Begin
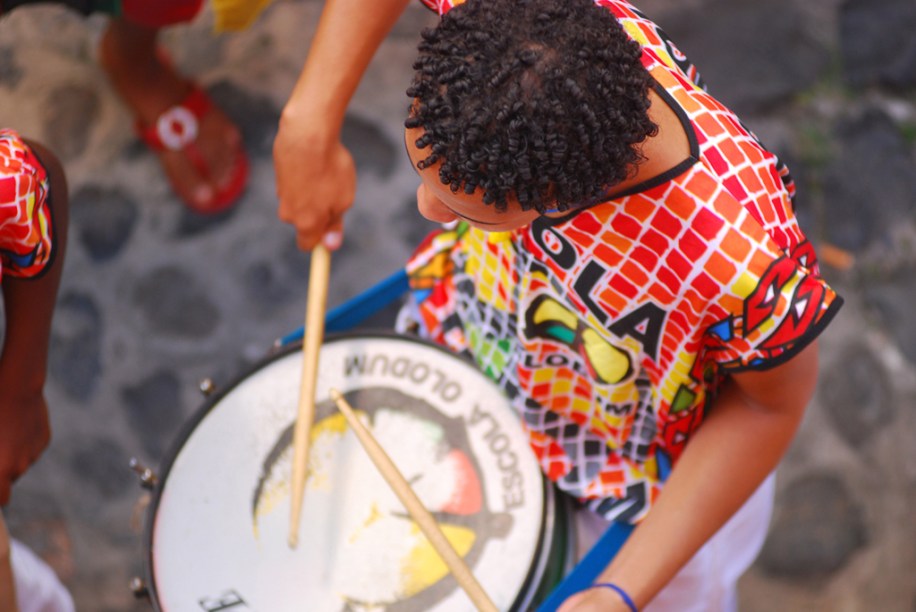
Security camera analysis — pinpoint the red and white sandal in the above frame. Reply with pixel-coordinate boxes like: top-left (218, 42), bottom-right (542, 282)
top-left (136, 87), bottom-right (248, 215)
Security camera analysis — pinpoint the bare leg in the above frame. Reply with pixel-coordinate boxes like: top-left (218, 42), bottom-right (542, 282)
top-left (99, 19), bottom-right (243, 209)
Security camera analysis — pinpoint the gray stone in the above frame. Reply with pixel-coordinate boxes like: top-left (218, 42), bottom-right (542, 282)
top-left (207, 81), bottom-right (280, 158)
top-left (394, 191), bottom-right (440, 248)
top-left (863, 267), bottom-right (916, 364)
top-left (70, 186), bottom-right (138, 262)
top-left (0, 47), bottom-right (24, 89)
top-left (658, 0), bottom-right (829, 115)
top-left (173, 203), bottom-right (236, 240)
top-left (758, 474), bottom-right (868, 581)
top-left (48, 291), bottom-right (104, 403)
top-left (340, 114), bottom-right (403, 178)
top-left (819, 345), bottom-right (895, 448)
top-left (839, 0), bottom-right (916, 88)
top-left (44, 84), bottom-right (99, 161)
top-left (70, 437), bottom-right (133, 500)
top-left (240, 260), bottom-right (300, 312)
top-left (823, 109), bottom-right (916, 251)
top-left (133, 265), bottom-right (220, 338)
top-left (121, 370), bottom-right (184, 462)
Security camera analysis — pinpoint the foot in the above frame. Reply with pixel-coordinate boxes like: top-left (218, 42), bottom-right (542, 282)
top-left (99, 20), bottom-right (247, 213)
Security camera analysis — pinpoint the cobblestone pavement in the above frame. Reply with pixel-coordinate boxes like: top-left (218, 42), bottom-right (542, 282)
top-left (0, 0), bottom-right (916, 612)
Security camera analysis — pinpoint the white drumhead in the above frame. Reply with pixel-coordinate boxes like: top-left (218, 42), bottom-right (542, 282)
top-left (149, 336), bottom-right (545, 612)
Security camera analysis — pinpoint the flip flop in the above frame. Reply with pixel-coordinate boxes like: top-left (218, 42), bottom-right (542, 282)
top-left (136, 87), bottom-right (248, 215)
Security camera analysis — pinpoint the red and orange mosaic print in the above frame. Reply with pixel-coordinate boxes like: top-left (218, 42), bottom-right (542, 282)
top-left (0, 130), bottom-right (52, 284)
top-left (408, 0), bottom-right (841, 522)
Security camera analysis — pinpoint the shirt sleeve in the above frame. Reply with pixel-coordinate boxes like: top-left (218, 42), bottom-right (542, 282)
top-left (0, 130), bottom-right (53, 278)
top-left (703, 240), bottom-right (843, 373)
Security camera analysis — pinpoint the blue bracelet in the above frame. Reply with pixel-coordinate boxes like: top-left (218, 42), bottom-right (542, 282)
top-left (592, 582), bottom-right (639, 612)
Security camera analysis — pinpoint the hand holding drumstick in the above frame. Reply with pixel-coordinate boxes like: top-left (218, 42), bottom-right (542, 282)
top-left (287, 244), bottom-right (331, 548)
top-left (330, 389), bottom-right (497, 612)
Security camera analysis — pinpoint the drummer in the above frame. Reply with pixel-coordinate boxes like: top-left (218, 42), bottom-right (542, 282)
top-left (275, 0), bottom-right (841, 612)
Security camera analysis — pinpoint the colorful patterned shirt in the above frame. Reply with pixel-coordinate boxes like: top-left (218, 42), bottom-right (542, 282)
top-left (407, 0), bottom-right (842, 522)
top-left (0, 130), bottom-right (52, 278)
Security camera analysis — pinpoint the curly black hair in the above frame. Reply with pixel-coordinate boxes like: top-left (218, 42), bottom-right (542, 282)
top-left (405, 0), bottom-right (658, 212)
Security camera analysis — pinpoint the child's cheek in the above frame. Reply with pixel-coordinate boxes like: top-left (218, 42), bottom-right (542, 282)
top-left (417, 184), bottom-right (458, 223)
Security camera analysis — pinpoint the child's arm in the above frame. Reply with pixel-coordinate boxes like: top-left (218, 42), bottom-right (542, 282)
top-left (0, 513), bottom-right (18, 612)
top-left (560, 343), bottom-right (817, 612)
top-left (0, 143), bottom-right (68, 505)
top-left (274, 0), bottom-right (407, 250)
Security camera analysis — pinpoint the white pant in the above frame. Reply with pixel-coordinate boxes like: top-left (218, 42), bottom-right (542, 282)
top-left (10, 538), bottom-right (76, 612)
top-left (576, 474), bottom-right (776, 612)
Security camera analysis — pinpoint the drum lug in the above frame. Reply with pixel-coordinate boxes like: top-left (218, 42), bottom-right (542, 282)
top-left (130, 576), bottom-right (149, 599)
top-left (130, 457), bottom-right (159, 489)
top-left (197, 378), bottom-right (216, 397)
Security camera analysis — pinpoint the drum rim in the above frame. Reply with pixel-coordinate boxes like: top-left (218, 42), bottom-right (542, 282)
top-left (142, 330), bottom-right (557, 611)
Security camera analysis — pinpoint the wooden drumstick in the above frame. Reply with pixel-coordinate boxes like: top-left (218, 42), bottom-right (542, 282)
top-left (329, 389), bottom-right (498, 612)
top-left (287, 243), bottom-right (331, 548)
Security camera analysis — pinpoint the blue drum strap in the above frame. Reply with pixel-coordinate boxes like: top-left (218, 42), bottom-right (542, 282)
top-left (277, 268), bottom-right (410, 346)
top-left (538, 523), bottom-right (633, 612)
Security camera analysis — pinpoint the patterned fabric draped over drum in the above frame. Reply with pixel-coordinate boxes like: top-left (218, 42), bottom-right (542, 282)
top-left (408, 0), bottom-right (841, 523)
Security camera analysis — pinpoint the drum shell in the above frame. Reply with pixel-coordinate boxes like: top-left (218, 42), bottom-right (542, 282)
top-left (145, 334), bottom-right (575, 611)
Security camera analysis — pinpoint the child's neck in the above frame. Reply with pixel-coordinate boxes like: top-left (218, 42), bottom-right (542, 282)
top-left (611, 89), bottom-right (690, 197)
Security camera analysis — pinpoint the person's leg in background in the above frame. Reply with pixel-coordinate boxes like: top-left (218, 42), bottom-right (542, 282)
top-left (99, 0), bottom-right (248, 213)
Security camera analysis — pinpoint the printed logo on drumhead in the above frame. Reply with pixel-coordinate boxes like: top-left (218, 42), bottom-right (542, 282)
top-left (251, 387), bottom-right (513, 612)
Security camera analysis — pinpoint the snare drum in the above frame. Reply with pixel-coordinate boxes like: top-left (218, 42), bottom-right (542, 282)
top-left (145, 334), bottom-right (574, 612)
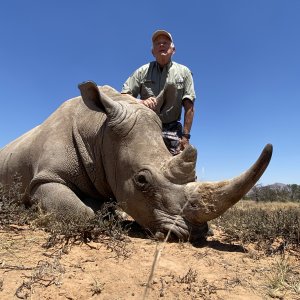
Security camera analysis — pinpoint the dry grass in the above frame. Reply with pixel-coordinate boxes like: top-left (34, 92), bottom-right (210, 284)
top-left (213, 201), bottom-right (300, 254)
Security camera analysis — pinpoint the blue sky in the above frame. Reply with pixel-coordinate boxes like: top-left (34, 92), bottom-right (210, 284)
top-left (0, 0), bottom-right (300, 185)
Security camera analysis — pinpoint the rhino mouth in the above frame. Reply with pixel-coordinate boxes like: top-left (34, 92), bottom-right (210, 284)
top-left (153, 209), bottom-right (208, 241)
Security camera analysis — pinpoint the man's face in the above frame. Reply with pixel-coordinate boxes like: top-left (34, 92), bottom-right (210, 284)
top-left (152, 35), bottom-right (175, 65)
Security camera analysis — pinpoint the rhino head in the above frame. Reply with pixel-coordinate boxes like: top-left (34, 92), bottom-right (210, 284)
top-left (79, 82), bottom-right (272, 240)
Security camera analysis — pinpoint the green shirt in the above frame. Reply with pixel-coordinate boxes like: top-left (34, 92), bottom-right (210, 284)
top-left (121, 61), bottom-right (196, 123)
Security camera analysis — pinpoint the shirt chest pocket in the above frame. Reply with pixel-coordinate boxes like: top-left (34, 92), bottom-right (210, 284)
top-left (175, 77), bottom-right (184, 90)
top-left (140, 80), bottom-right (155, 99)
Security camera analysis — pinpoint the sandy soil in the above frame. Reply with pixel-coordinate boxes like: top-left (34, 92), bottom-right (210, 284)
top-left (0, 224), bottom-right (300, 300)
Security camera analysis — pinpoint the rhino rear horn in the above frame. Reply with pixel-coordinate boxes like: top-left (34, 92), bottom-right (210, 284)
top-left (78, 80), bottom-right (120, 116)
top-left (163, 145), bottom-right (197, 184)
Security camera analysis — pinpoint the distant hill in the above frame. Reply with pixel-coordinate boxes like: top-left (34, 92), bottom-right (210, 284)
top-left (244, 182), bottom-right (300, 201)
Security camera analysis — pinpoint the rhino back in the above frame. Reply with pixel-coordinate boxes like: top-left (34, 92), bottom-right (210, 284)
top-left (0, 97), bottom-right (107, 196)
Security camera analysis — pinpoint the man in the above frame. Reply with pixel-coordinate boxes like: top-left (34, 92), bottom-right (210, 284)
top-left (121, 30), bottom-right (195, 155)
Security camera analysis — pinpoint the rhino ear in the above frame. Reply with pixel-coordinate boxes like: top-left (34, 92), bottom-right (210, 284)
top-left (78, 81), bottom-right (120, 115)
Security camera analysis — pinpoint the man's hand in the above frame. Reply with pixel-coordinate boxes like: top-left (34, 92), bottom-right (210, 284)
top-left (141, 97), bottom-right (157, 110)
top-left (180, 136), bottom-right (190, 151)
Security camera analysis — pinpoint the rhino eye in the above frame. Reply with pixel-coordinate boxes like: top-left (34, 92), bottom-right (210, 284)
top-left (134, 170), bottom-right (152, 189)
End
Begin
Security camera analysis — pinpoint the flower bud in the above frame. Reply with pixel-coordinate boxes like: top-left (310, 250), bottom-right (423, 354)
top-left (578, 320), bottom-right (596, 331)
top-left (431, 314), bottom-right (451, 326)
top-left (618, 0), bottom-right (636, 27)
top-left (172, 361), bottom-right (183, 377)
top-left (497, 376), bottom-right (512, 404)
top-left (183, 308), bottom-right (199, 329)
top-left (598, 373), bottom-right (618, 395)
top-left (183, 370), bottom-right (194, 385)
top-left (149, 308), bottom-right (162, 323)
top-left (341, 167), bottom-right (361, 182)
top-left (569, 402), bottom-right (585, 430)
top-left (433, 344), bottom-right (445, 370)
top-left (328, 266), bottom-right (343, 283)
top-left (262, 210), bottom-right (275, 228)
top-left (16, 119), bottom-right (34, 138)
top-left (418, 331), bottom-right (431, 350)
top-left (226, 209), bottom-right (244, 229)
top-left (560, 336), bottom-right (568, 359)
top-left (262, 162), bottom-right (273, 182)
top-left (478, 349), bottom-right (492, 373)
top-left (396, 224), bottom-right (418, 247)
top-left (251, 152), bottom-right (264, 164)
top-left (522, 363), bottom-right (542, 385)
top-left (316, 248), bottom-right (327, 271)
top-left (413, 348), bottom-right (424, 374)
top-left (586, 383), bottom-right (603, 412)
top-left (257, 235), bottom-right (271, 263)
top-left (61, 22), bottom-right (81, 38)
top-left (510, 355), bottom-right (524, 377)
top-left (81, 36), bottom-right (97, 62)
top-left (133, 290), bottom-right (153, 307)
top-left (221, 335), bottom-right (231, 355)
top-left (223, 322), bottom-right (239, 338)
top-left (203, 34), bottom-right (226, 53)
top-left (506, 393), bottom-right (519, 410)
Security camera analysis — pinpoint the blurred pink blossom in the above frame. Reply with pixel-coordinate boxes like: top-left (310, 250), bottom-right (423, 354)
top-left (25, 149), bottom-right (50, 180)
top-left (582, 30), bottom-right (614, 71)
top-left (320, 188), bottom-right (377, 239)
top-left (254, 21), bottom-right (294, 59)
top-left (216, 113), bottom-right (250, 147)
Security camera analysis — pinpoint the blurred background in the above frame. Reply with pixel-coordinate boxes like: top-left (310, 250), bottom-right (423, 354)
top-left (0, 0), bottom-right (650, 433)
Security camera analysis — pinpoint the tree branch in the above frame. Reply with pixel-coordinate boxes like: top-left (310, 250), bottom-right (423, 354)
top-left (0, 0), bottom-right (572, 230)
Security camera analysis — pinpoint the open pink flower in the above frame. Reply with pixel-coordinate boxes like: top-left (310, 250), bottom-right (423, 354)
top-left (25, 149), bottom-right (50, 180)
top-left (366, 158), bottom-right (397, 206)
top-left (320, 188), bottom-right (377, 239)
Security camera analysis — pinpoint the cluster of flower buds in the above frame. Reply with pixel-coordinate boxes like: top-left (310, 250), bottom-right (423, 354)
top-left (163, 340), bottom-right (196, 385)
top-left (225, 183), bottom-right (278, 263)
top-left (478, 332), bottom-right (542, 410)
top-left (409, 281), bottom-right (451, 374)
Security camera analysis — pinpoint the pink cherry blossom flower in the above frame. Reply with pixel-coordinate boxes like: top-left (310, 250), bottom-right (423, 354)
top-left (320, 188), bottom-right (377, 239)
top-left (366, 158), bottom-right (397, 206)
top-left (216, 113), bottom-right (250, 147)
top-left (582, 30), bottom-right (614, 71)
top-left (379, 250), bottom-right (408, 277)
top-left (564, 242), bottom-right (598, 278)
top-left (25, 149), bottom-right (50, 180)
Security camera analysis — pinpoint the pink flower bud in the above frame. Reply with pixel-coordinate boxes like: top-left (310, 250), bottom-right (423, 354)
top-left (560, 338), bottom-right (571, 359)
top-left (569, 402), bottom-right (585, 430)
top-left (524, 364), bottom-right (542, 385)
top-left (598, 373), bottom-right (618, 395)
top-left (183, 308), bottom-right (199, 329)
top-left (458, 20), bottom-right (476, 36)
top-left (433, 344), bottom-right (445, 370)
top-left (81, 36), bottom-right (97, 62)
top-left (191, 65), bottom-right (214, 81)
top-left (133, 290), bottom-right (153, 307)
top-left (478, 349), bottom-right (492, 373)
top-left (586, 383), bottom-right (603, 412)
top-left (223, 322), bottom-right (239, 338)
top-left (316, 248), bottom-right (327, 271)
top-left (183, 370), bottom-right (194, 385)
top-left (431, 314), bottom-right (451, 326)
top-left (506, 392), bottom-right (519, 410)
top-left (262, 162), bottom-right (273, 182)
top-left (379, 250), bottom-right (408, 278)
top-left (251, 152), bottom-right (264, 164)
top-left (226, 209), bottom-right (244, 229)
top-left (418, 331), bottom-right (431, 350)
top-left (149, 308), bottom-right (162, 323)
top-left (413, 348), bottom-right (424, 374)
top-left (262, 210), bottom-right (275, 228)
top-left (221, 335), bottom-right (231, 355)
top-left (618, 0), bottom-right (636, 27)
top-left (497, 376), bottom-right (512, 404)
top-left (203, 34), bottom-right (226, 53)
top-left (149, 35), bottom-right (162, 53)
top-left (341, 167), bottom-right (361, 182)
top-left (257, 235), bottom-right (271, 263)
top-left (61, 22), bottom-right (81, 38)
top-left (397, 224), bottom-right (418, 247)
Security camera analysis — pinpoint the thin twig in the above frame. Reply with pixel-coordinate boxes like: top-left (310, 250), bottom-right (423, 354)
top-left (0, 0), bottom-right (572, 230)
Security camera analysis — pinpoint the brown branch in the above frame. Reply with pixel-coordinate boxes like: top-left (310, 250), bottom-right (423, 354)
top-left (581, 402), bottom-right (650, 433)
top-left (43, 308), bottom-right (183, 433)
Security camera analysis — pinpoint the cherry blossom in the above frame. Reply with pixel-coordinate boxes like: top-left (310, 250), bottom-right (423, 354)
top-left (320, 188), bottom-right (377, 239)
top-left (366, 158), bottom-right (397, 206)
End
**WORK REQUIRED**
Arrange the lines of the items above as a numbered list, starting at the line that contains "Security camera analysis — pinpoint the rhino ear" and ending at the line that contains "top-left (134, 170), bottom-right (152, 189)", with both included and any blank lines omitted.

**SOLUTION**
1. Security camera analysis — pinpoint the rhino ear in the above frame. Reply with pixel-coordinate boxes like: top-left (34, 92), bottom-right (210, 284)
2. top-left (78, 81), bottom-right (120, 115)
3. Security camera analysis — pinpoint the man's hand in the above frame. Reply with pixel-coordinate boxes like: top-left (34, 92), bottom-right (210, 284)
4. top-left (141, 97), bottom-right (157, 110)
5. top-left (180, 136), bottom-right (190, 151)
6. Security camera analysis — pinpoint the rhino eye in the above frame. Reply with pixel-coordinate boxes like: top-left (34, 92), bottom-right (210, 284)
7. top-left (134, 170), bottom-right (152, 189)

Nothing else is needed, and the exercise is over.